TEXT SECTION
++++++++++

UFR Database

Submitted by BlockM on July 14th, 2009 at 11:06 AM

This has been an extremely long offseason for me up to this point, and I've been struggling to find ways to get my Wolverine Football fix, as I'm sure just about everyone that frequents MGoBlog has. My internship has also been extremely slow, so I've had a lot of desk time to sit and do nothing.

While perusing the site I began to wonder if there was some sort of UFR database that could be queried in order to research different trends, etc. I'm a computer engineering major with a math minor and statistics are not exactly my cup of tea, but I would at least like to poke through that information if it was all in one place.

After emailing Brian and finding that there was no such database, I found myself pondering how one might go about making such a database. I started writing an application in C++ that would take the HTML table and convert it into XML that could be imported into Access. I was relatively close to getting that to work, but it was a bit of a hassle, so I decided to try something else.

I decided to write a Perl script that would parse the HTML, clean out all the tags (<table>, <tr>, <td>, etc), and put in their place more useful XML tags (<line>, <player>, <analysis>, etc). The result was a pretty nifty script that does almost all the work for me. After converting each UFR table into XML, I needed to add some extra information like drive IDs, play IDs, and things of that nature so that the database would be easily queryable. I did some of this by hand (lots of search and replace), and wrote another script to take care of a bunch of the nit-picky stuff that would have taken hours. I didn't really want to spend the rest of the day adding <PLAYID>some number</PLAYID> to over a thousand plays... I decided to be an engineer because I'm lazy and there's ALWAYS an easier way to do something.

If you're interested in seeing the Perl scripts, especially if you're proficient in Perl, let me know and I'll send them to you. This was my first useful Perl script (I taught myself, and hadn't ever done anything more significant than Hello World!) and a lot of my techniques came straight off a Google search and probably aren't following best practices. Suggestions/critiques would be greatly appreciated.

After some trial and error, I ended up with what I think is a pretty nifty database that includes information about every game, drive, and play that was charted over the course of last season. OSU is missing because Brian didn't do a UFR, along with halves of some games (a couple were only charted for offense or defense, but not both), and some drives (I believe a couple games were so painful that the final drives were non-UFR-able).

I've hosted the database file on FileFactory, along with the final XML file for the complete season. Hopefully that works...

If I get really bored in the future, I'd ideally like to find a way to parse the text to record all the +/- information for each player, but I haven't thought about that much... seems like it would be quite a bit of work, and I might not have time for it now that my boss and my manager are back from vacation.

++++++++++

WRITTEN REQUEST 1
In the UFR database post, restate the passage that begins at "Submitted by BlockM" and ends after "and do nothing.", substituting "summer job" for "internship".
WRITTEN REQUEST 2
Answer these questions about the UFR database post.
(a) In what language did the author first start writing an application to convert the HTML table into XML?
(b) Which game is missing from the database, and why?
(c) Where did the author host the database file?

++++++++++

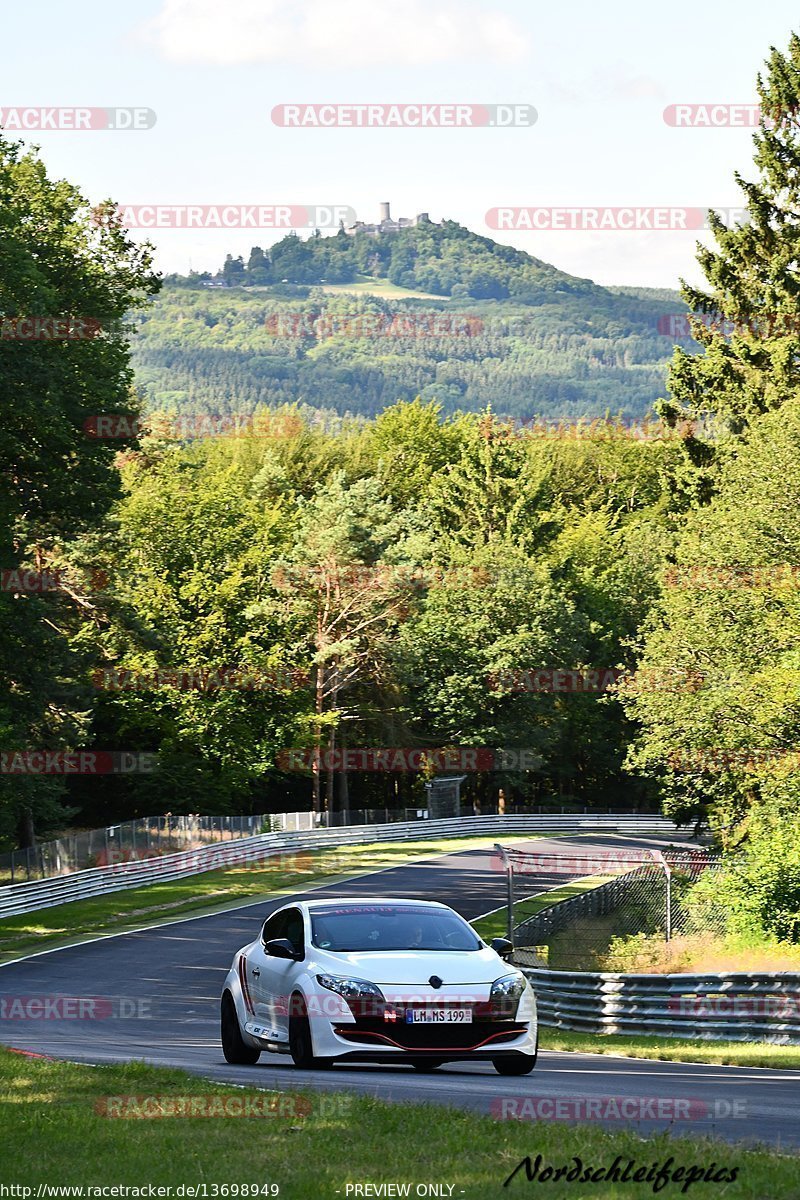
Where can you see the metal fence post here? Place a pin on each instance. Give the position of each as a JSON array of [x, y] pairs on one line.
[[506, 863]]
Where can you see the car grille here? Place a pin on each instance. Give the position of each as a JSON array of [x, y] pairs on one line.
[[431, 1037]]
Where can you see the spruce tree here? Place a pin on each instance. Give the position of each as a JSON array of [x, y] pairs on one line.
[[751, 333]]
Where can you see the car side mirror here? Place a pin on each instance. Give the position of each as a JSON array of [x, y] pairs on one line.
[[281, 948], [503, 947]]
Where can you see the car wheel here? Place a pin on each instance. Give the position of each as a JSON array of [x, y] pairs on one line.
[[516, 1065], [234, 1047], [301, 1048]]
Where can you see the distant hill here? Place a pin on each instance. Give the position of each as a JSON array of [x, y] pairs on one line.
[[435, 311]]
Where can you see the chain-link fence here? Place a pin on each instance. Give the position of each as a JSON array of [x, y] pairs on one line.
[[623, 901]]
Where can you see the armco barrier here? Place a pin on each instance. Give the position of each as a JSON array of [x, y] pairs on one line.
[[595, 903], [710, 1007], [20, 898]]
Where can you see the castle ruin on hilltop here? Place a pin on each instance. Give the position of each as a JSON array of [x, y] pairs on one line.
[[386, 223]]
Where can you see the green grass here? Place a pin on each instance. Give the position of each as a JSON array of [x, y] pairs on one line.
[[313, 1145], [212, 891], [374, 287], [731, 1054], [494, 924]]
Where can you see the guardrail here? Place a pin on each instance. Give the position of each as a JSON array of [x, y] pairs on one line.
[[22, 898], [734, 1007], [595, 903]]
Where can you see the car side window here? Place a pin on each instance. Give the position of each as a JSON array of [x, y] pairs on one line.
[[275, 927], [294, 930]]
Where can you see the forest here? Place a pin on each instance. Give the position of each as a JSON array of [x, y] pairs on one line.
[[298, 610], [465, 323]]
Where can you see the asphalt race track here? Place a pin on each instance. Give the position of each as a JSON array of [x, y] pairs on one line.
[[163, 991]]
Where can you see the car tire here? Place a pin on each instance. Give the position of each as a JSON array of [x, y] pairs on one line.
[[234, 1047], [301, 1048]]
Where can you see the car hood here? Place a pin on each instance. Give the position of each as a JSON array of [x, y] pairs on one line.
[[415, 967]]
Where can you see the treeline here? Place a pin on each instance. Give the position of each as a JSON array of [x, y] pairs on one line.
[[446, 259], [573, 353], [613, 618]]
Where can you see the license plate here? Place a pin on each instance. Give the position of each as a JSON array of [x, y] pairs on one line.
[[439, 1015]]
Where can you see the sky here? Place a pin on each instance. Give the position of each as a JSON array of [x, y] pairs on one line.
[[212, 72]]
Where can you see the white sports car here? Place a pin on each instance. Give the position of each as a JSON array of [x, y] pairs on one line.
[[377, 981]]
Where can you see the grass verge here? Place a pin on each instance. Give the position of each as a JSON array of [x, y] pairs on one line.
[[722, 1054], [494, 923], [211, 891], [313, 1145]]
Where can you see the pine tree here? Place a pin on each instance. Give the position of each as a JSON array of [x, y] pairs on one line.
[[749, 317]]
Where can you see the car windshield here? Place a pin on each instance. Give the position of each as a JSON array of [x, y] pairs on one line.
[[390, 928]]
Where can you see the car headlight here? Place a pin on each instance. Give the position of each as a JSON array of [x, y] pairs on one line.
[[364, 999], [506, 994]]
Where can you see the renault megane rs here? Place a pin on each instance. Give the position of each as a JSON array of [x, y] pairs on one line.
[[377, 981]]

++++++++++

OUTPUT 1
Submitted by BlockM on July 14th, 2009 at 11:06 AM

This has been an extremely long offseason for me up to this point, and I've been struggling to find ways to get my Wolverine Football fix, as I'm sure just about everyone that frequents MGoBlog has. My summer job has also been extremely slow, so I've had a lot of desk time to sit and do nothing.

OUTPUT 2
(a) C++
(b) OSU, because Brian didn't do a UFR for it.
(c) On FileFactory